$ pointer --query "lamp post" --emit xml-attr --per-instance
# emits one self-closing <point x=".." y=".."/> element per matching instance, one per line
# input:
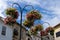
<point x="21" y="11"/>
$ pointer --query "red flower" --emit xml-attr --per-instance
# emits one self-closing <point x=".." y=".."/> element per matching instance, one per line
<point x="49" y="29"/>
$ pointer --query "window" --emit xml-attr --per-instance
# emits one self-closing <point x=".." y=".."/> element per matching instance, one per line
<point x="58" y="34"/>
<point x="28" y="38"/>
<point x="3" y="30"/>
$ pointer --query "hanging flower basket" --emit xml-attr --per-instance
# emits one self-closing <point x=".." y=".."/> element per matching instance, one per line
<point x="9" y="20"/>
<point x="12" y="12"/>
<point x="33" y="15"/>
<point x="28" y="23"/>
<point x="33" y="31"/>
<point x="39" y="27"/>
<point x="50" y="30"/>
<point x="43" y="33"/>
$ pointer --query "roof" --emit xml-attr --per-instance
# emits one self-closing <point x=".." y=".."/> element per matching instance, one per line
<point x="15" y="23"/>
<point x="57" y="26"/>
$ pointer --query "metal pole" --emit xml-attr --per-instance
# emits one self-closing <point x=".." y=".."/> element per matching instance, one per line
<point x="21" y="11"/>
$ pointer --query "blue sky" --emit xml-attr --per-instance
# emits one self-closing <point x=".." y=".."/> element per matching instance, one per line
<point x="49" y="9"/>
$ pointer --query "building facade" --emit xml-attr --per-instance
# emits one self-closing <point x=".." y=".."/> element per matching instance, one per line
<point x="57" y="32"/>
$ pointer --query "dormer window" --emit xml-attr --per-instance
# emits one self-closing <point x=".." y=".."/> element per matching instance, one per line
<point x="3" y="30"/>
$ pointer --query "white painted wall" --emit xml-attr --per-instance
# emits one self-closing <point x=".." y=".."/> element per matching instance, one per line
<point x="9" y="32"/>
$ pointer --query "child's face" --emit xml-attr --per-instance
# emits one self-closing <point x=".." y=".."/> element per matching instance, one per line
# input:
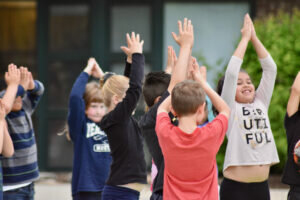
<point x="95" y="111"/>
<point x="245" y="91"/>
<point x="17" y="106"/>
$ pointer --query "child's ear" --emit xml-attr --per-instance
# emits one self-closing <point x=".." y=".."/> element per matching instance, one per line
<point x="115" y="99"/>
<point x="202" y="109"/>
<point x="157" y="99"/>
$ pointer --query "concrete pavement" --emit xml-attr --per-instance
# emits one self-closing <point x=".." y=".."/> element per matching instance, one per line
<point x="62" y="191"/>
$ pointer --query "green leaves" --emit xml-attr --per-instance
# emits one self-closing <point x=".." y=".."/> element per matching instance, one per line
<point x="280" y="35"/>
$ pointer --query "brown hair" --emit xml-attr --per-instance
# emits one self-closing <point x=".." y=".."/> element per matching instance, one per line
<point x="92" y="93"/>
<point x="187" y="96"/>
<point x="114" y="85"/>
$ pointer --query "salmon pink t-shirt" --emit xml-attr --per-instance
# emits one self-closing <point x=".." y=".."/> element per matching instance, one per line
<point x="190" y="159"/>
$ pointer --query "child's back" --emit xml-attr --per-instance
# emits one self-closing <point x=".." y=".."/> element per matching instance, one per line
<point x="189" y="151"/>
<point x="22" y="167"/>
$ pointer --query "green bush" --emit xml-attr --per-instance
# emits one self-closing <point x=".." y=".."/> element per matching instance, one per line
<point x="281" y="36"/>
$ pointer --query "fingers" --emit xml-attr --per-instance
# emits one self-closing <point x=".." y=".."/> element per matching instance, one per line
<point x="175" y="36"/>
<point x="128" y="39"/>
<point x="180" y="27"/>
<point x="125" y="50"/>
<point x="174" y="55"/>
<point x="203" y="72"/>
<point x="185" y="22"/>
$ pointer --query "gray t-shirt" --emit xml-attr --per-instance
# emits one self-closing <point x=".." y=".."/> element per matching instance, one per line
<point x="250" y="138"/>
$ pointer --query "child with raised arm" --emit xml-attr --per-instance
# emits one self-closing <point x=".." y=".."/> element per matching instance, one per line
<point x="121" y="94"/>
<point x="291" y="173"/>
<point x="92" y="158"/>
<point x="21" y="170"/>
<point x="190" y="151"/>
<point x="251" y="148"/>
<point x="156" y="89"/>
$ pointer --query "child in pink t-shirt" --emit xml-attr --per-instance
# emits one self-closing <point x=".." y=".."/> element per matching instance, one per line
<point x="189" y="151"/>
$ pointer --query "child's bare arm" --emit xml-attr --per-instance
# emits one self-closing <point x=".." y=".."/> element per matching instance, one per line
<point x="165" y="106"/>
<point x="294" y="100"/>
<point x="12" y="79"/>
<point x="233" y="68"/>
<point x="185" y="40"/>
<point x="8" y="147"/>
<point x="216" y="100"/>
<point x="246" y="36"/>
<point x="24" y="79"/>
<point x="259" y="47"/>
<point x="172" y="59"/>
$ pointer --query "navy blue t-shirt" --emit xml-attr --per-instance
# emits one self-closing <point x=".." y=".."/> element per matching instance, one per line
<point x="91" y="162"/>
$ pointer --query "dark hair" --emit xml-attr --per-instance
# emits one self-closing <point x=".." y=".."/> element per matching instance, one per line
<point x="187" y="96"/>
<point x="156" y="83"/>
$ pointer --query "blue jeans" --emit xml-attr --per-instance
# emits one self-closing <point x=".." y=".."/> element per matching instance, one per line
<point x="157" y="196"/>
<point x="23" y="193"/>
<point x="87" y="196"/>
<point x="119" y="193"/>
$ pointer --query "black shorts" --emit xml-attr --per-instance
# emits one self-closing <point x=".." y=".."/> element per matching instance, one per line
<point x="157" y="195"/>
<point x="294" y="193"/>
<point x="234" y="190"/>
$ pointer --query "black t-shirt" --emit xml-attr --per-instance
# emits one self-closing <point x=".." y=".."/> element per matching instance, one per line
<point x="291" y="174"/>
<point x="124" y="136"/>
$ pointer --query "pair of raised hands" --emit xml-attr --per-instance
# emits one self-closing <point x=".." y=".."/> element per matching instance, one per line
<point x="248" y="30"/>
<point x="22" y="76"/>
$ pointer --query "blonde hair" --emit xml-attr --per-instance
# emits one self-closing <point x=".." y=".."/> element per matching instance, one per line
<point x="115" y="85"/>
<point x="92" y="94"/>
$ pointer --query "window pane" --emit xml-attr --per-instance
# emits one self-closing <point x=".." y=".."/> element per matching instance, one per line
<point x="17" y="36"/>
<point x="68" y="27"/>
<point x="61" y="76"/>
<point x="126" y="19"/>
<point x="60" y="149"/>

^^^^^^^^^^^^^^^^

_Exercise task:_
Copy all the lines of data exactly as they appear, dropping any images.

_Answer:_
$ pointer --query "lamp post" --emit xml-attr --per-instance
# emits one self-closing <point x=".." y=".."/> element per matching instance, one per line
# input:
<point x="21" y="11"/>
$ pointer --query "red flower" --emit xml-attr --per-instance
# emits one self-closing <point x=".." y=".."/> element per matching instance, one per line
<point x="49" y="29"/>
$ pointer --query "window" --emit xml-attr --per-instance
# emits one self-closing <point x=".." y=".."/> element per matching instance, one per line
<point x="58" y="34"/>
<point x="28" y="38"/>
<point x="3" y="30"/>
$ pointer --query "hanging flower basket" --emit xml-attr --per-instance
# emits one self-closing <point x=".." y=".."/> element per matching instance, one per line
<point x="9" y="20"/>
<point x="12" y="12"/>
<point x="33" y="15"/>
<point x="28" y="23"/>
<point x="33" y="31"/>
<point x="39" y="27"/>
<point x="50" y="30"/>
<point x="43" y="33"/>
$ pointer --query "roof" --emit xml-attr --per-instance
# emits one self-closing <point x=".." y=".."/> element per matching instance, one per line
<point x="15" y="23"/>
<point x="57" y="26"/>
$ pointer --query "metal pole" --emit xml-attr --per-instance
# emits one self-closing <point x=".." y=".."/> element per matching instance, one per line
<point x="21" y="11"/>
$ pointer --query "blue sky" --emit xml-attr --per-instance
# emits one self-closing <point x=".." y=".."/> element per matching instance, one per line
<point x="49" y="9"/>
$ pointer --query "building facade" --emit xml-attr --per-instance
# emits one self-closing <point x=".." y=".."/> element per matching instance, one per line
<point x="57" y="32"/>
$ pointer --query "dormer window" --emit xml-attr --per-instance
# emits one self-closing <point x=".." y=".."/> element per matching instance, one per line
<point x="3" y="30"/>
$ pointer --query "white painted wall" --emit xml-attr --per-instance
# emits one self-closing <point x=".." y=".."/> element per matching instance, one per line
<point x="9" y="32"/>
$ pointer --query "child's face" --emit xml-attr --per-instance
# emits one self-closing <point x=".." y=".."/> element per matching instance, one per line
# input:
<point x="95" y="111"/>
<point x="245" y="91"/>
<point x="17" y="106"/>
$ pointer --query "child's ear" --emit xml-attr --per-instance
# emits one self-closing <point x=".." y=".."/> element per matching instance, one per line
<point x="115" y="99"/>
<point x="202" y="109"/>
<point x="157" y="99"/>
$ pointer --query "concrete pavement" --emit xml-attr --per-instance
# emits one self-closing <point x=".." y=".."/> element per matching instance, one per line
<point x="62" y="191"/>
$ pointer --query "green leaves" --emit xml-attr --per-instance
# emits one self-closing <point x=".." y=".."/> element per matching instance, one per line
<point x="280" y="35"/>
$ pointer --query "brown hair" --emit xml-attr --per-instance
# emits one self-closing <point x=".." y=".."/> element per matching instance, one per line
<point x="92" y="93"/>
<point x="187" y="96"/>
<point x="114" y="85"/>
$ pointer --query "salmon pink t-shirt" --emit xml-attr --per-instance
# emits one self-closing <point x=".." y=".."/> element per matching instance, one per line
<point x="190" y="159"/>
$ pointer --query "child's back" --emit xml-attr --per-instance
# emits one self-closing <point x=".." y=".."/> element per matching instance, one per line
<point x="189" y="151"/>
<point x="22" y="167"/>
$ pointer --query "green bush" --emit xml-attr --per-instance
# emits one self-closing <point x=".." y=".."/> element per matching instance, one per line
<point x="281" y="36"/>
$ pointer --query "fingers" --emit xml-attr --per-instance
# emits one self-closing <point x=".." y=".."/> element per matching instance, one per line
<point x="175" y="36"/>
<point x="128" y="39"/>
<point x="180" y="27"/>
<point x="125" y="50"/>
<point x="174" y="55"/>
<point x="203" y="72"/>
<point x="185" y="22"/>
$ pointer --query "gray t-shirt" --emit xml-attr --per-instance
# emits one self-closing <point x=".." y=".."/> element per matching instance, one per line
<point x="250" y="138"/>
$ pointer --query "child with raised arm" --emit xml-attr --per-instance
# emits one self-closing <point x=".." y=".."/> element per matching instance, one per line
<point x="121" y="94"/>
<point x="291" y="173"/>
<point x="92" y="158"/>
<point x="21" y="170"/>
<point x="190" y="151"/>
<point x="251" y="148"/>
<point x="156" y="89"/>
$ pointer --query "child in pink t-shirt" --emit xml-attr --per-instance
# emits one self-closing <point x=".." y=".."/> element per matching instance, one per line
<point x="189" y="151"/>
$ pointer --query "child's bare arm" --emit xml-attr --per-instance
# emits one self-closing <point x=".." y=".."/> element per matching instance, one per line
<point x="165" y="106"/>
<point x="294" y="100"/>
<point x="12" y="79"/>
<point x="233" y="68"/>
<point x="185" y="40"/>
<point x="8" y="147"/>
<point x="216" y="100"/>
<point x="246" y="36"/>
<point x="24" y="79"/>
<point x="259" y="47"/>
<point x="172" y="59"/>
$ pointer --query "navy blue t-shirt" --emit xml-attr --per-instance
# emits one self-closing <point x=".." y=".."/> element per matching instance, one per line
<point x="91" y="162"/>
$ pointer --query "dark hair" --emit xml-attr --per-instance
# emits one self-closing <point x=".." y=".."/> element per matching instance, one per line
<point x="187" y="96"/>
<point x="156" y="83"/>
$ pointer --query "blue jeans" --emit xml-attr --per-instance
# emits one self-closing <point x=".." y=".."/> element per matching instance, one per line
<point x="157" y="196"/>
<point x="23" y="193"/>
<point x="87" y="196"/>
<point x="119" y="193"/>
$ pointer --query "black shorts" --emit xml-attr --per-instance
# emits one self-closing <point x=".." y=".."/> element per matching instance, one per line
<point x="157" y="195"/>
<point x="294" y="193"/>
<point x="234" y="190"/>
$ pointer --query "black t-shirt" --emit xml-attr --per-instance
# emits one self-closing <point x=".." y=".."/> element per matching instance, one per line
<point x="291" y="174"/>
<point x="124" y="136"/>
$ pointer --query "pair of raised hands" --emit xml-attr --per-instance
# emits one self-closing <point x=".." y=".."/> element per matching instance, one per line
<point x="248" y="30"/>
<point x="22" y="76"/>
$ pointer --query "blonde hair" --emit xml-attr --per-instance
# emits one self-closing <point x=".." y=".."/> element per matching instance, one per line
<point x="115" y="85"/>
<point x="92" y="94"/>
$ pointer --query "window pane" --emit xml-attr --per-instance
# emits one self-closing <point x=".." y=".."/> element per matching instance, one per line
<point x="17" y="36"/>
<point x="68" y="27"/>
<point x="61" y="76"/>
<point x="126" y="19"/>
<point x="60" y="149"/>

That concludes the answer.